The problem: Count the lines in the records below that contain the string "outlines", treating case as significant. Reply with the number alone.

Data lines:
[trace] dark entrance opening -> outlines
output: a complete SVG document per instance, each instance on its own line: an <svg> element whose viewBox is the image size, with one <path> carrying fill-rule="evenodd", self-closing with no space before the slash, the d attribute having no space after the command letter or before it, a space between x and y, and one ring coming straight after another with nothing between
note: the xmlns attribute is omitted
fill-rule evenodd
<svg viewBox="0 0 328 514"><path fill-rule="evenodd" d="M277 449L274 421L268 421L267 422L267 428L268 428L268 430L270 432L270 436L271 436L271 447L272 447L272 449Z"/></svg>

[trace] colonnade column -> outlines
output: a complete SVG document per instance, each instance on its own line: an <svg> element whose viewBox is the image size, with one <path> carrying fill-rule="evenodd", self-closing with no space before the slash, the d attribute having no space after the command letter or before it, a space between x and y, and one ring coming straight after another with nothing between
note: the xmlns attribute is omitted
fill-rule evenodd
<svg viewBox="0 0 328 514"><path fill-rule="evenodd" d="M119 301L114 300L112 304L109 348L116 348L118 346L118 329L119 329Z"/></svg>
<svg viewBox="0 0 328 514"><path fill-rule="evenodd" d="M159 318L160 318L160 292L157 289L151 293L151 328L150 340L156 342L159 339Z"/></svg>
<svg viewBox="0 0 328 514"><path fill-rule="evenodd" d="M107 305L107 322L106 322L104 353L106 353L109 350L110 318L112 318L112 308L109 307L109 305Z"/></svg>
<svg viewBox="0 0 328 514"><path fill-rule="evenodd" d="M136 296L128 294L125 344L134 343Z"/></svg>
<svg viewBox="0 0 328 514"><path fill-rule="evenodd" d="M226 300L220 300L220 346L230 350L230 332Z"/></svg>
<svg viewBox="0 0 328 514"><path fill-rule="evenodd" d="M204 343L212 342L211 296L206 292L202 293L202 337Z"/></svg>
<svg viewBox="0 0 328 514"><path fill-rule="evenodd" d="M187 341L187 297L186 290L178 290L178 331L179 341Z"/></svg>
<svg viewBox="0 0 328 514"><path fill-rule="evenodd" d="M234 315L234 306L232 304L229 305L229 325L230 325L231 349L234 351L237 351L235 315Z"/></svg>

---

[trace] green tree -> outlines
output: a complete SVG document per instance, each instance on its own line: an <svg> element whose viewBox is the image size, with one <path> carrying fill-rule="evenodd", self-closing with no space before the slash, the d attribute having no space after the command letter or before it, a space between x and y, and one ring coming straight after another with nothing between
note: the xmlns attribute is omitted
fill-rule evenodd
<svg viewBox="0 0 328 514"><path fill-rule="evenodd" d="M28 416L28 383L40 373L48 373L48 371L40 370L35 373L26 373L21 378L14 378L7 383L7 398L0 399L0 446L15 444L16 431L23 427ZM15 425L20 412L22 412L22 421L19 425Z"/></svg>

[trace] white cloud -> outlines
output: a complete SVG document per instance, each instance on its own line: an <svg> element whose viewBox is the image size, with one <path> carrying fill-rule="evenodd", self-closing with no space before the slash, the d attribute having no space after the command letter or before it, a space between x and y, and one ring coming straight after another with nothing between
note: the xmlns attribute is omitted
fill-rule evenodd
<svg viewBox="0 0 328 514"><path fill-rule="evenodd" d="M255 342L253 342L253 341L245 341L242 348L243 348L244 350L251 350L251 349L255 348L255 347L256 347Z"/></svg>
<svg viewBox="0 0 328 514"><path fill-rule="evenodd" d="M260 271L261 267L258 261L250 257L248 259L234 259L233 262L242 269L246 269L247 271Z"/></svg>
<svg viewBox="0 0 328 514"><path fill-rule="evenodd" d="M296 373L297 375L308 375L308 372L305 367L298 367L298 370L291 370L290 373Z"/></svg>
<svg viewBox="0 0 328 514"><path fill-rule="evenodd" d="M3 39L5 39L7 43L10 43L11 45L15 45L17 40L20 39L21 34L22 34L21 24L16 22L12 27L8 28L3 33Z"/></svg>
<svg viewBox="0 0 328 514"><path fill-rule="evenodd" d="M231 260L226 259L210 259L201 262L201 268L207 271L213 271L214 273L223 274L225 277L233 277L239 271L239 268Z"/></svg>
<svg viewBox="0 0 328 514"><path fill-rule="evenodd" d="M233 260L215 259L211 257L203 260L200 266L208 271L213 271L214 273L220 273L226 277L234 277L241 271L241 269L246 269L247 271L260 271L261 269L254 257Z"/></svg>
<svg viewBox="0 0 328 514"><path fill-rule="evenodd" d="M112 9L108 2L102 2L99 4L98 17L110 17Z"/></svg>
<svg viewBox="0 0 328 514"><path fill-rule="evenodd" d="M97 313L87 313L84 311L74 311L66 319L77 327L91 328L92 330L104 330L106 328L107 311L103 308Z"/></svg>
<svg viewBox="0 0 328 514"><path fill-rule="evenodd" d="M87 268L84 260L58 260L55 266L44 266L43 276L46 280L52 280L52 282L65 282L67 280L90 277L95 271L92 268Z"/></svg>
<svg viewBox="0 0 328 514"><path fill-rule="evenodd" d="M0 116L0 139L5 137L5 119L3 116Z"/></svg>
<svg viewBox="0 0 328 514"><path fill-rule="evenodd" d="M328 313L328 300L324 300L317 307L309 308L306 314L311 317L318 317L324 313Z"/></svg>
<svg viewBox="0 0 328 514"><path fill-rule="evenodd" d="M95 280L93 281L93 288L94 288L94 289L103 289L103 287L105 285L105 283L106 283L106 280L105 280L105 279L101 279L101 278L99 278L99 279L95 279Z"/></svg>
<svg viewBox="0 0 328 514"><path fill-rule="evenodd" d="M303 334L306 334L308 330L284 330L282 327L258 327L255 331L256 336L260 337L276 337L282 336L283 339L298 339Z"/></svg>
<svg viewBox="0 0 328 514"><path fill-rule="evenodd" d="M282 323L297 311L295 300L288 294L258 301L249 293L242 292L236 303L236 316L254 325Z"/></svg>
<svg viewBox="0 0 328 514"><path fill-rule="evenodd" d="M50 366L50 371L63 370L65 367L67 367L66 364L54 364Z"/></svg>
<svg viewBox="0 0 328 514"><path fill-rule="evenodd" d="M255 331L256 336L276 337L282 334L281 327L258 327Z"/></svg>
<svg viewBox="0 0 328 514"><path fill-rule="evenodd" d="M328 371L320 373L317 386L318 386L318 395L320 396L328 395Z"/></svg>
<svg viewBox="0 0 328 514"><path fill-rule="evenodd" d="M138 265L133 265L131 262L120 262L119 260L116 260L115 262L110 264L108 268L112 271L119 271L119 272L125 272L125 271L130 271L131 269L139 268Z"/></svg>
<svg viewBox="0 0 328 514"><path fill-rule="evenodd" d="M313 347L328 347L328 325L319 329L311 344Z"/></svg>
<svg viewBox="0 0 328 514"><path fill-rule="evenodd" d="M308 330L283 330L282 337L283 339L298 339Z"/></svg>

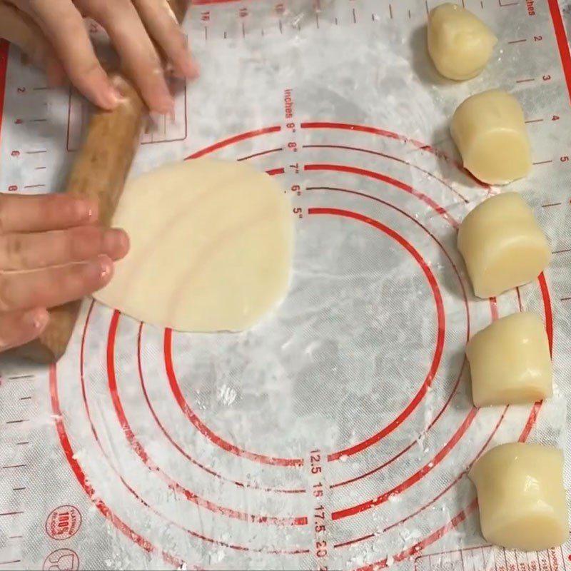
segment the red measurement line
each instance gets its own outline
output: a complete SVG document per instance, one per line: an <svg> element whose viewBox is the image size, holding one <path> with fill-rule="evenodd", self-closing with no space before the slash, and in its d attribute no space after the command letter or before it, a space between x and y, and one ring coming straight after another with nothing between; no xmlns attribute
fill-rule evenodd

Complete response: 4